[Object pointing dataset rows]
-=-=-
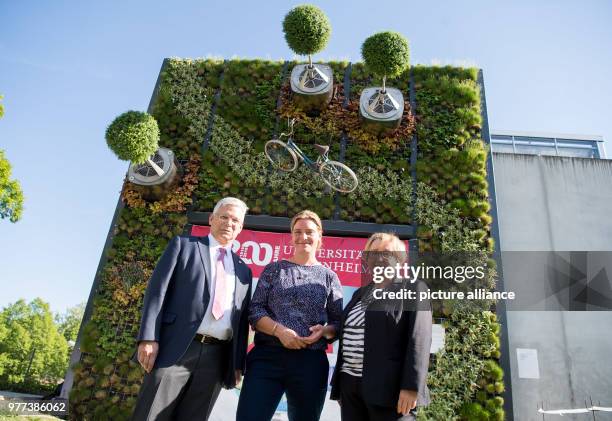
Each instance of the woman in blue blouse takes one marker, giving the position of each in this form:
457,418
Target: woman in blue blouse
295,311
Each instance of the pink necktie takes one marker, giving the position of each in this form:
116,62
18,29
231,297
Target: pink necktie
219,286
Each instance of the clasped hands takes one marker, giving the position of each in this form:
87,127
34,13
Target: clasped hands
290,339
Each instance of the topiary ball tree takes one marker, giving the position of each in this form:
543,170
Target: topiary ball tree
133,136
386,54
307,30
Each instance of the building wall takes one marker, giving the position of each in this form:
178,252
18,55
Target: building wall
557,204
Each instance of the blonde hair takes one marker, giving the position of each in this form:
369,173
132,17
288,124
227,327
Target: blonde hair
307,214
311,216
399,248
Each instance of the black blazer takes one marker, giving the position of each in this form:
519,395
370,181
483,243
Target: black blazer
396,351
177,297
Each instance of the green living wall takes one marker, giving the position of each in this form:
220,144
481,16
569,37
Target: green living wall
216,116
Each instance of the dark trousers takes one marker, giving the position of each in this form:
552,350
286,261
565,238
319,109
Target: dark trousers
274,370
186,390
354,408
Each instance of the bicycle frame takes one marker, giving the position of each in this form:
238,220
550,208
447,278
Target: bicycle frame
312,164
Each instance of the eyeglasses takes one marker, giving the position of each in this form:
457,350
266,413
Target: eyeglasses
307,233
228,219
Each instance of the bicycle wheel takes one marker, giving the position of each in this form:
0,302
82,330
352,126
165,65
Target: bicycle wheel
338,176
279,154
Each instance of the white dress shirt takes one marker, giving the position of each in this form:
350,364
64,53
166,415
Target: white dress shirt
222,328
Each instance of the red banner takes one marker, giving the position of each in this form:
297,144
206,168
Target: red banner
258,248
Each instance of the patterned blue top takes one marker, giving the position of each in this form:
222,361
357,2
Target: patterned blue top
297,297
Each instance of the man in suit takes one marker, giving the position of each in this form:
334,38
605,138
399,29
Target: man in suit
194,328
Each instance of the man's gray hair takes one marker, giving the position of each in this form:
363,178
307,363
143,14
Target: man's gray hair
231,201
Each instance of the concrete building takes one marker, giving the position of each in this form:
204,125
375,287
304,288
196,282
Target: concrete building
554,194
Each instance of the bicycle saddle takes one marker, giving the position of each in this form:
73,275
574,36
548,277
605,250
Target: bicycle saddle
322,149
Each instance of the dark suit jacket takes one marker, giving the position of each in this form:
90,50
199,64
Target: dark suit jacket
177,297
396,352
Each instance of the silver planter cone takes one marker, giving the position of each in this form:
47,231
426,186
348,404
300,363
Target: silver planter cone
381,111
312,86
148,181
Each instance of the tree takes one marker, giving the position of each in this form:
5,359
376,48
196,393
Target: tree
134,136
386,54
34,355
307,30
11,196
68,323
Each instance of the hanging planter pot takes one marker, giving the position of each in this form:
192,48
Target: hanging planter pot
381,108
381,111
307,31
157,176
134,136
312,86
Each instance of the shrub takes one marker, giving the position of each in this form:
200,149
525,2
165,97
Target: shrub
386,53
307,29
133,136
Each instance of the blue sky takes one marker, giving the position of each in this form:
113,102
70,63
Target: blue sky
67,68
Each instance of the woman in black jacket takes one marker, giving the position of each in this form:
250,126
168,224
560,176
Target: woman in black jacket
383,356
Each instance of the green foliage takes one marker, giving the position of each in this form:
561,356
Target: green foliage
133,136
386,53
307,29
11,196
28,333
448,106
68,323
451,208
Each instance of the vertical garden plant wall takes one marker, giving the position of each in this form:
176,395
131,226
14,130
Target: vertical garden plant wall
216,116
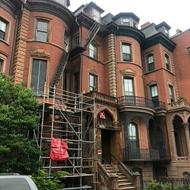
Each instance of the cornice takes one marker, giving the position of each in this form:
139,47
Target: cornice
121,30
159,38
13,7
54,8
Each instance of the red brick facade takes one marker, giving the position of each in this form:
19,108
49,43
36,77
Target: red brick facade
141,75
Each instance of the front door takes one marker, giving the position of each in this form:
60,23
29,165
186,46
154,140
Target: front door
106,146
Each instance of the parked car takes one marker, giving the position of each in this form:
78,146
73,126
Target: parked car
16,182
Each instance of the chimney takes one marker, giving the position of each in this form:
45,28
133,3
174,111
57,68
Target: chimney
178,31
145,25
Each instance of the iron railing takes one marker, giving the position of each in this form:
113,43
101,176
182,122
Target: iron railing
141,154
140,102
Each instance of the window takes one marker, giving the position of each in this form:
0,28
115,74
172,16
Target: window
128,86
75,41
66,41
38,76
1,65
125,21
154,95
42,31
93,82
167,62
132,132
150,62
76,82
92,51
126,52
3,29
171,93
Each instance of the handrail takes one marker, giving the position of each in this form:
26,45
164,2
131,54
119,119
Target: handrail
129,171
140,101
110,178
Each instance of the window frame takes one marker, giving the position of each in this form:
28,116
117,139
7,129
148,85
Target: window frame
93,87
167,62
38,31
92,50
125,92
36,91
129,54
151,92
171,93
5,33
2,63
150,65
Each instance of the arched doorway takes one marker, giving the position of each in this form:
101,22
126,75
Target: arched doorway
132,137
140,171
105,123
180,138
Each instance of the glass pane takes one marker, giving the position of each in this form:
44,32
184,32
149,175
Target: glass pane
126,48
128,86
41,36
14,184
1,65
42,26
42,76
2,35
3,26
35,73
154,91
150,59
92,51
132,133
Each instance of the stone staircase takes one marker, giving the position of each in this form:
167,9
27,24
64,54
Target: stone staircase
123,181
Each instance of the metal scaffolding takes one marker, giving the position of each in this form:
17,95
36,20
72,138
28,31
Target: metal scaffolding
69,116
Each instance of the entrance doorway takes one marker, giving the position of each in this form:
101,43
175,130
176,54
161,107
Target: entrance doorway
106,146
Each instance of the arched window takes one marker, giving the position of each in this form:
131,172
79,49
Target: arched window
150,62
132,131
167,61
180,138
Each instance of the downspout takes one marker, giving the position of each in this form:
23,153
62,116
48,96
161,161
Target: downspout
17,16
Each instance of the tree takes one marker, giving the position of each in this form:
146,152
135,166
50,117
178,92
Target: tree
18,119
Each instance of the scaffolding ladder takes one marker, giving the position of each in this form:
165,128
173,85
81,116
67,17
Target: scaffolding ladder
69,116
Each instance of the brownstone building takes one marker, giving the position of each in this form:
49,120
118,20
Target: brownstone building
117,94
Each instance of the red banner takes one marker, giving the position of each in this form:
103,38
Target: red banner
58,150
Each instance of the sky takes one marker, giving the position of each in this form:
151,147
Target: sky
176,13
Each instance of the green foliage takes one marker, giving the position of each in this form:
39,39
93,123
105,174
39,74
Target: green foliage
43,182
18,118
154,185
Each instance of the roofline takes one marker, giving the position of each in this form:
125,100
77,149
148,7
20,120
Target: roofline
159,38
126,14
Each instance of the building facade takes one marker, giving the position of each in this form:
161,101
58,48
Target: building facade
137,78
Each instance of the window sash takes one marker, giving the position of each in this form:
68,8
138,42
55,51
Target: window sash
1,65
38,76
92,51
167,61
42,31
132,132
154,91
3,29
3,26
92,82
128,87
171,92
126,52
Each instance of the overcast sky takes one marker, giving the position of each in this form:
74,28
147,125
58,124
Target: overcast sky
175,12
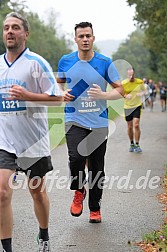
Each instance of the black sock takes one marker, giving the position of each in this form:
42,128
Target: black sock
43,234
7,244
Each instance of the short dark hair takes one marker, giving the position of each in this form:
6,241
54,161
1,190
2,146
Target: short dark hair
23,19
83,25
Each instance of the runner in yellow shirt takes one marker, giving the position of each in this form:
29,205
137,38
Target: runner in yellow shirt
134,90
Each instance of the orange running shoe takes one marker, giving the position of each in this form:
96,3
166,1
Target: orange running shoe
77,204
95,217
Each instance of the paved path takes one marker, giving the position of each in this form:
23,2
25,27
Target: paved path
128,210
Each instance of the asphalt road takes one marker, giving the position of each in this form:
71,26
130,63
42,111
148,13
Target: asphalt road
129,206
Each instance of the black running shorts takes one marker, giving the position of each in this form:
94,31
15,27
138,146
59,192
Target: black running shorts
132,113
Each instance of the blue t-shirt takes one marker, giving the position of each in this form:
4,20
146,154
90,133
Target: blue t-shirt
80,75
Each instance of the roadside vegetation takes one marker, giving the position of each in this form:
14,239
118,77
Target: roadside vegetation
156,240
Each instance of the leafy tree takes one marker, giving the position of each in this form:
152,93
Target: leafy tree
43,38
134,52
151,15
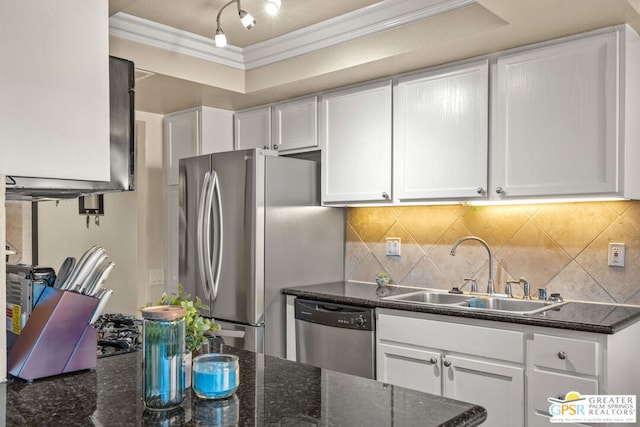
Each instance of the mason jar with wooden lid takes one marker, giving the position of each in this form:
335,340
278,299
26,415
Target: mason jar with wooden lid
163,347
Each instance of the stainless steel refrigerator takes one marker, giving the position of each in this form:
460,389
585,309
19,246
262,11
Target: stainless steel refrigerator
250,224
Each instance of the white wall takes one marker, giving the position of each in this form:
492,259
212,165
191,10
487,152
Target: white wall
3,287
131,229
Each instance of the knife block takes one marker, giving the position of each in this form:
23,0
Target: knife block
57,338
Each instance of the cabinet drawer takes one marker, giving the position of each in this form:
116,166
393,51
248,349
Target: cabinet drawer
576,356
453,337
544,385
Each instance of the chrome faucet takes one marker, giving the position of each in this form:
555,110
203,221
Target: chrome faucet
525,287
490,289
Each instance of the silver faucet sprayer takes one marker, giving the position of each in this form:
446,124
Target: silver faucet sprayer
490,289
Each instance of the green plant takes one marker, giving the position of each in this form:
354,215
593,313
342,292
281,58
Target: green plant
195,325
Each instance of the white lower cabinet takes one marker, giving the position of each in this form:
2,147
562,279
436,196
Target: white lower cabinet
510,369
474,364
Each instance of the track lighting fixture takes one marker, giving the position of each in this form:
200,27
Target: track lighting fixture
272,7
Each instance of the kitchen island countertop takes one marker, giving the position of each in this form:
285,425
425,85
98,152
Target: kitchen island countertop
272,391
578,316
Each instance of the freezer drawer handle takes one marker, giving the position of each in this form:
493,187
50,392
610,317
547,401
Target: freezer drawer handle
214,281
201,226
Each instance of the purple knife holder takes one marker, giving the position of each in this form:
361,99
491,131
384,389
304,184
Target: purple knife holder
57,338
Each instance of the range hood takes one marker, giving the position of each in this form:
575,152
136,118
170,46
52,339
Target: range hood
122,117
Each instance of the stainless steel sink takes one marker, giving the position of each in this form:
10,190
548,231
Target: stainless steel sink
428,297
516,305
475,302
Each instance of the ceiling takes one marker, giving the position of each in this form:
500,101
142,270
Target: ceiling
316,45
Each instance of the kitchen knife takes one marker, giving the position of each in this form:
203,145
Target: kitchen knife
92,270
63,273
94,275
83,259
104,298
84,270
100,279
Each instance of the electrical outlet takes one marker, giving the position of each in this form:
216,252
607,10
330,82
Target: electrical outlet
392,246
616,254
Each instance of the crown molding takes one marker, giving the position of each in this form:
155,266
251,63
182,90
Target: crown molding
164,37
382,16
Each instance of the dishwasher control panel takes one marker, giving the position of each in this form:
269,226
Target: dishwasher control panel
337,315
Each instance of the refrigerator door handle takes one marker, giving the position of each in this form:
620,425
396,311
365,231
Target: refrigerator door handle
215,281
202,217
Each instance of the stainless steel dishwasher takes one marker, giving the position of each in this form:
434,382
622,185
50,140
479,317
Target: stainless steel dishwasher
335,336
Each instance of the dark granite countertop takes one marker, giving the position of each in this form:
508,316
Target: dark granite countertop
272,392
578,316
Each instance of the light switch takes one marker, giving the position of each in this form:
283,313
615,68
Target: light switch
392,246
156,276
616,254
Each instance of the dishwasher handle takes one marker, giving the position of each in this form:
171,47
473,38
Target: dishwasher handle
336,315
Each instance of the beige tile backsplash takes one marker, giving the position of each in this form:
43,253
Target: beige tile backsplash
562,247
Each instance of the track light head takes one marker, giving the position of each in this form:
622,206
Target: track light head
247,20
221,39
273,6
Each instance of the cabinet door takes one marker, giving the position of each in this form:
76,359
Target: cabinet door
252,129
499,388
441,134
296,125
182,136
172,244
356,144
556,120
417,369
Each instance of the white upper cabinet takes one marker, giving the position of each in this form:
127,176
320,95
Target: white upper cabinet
-=-=-
◆ **GIVEN EXERCISE**
Write out exactly the lines of the entries above that run from the line containing "Each instance of the stainless steel dishwasher" through the last line, including both.

◆ **PROBLEM SOLUTION**
Each instance of the stainless steel dishwasher takes one marker, giving the position of each in this form:
434,382
622,185
50,140
479,317
Target: stainless steel dishwasher
335,336
Each instance of the dark granite countertop takes one marker, giving the position of each in this form:
508,316
Target: dark granite countertop
272,392
578,316
Each instance of the light switch takes one marker, giving the position of each in this form:
283,313
615,68
Target: light switch
392,246
156,276
616,254
Each instance of the dishwasher handle takes one marker, giving the position of each in this form:
171,47
473,38
Target: dishwasher handle
336,315
Each instance of the beige tile backsplash takes one marker, giving the position of each in this form:
43,253
Target: beige tile backsplash
562,247
Each instance of the track light head takes one marker, giving the position of each in this form:
622,206
Target: track light head
247,20
221,39
273,6
Each instance of the cabinet door takes one marker, giving the position of each in this form:
76,359
Target: cabinet door
252,129
499,388
441,134
296,125
182,136
172,244
356,144
556,120
417,369
Each instance of the white upper cabinet takes one marker, giving the position of each in this form:
127,176
320,95
Target: white upper cabinet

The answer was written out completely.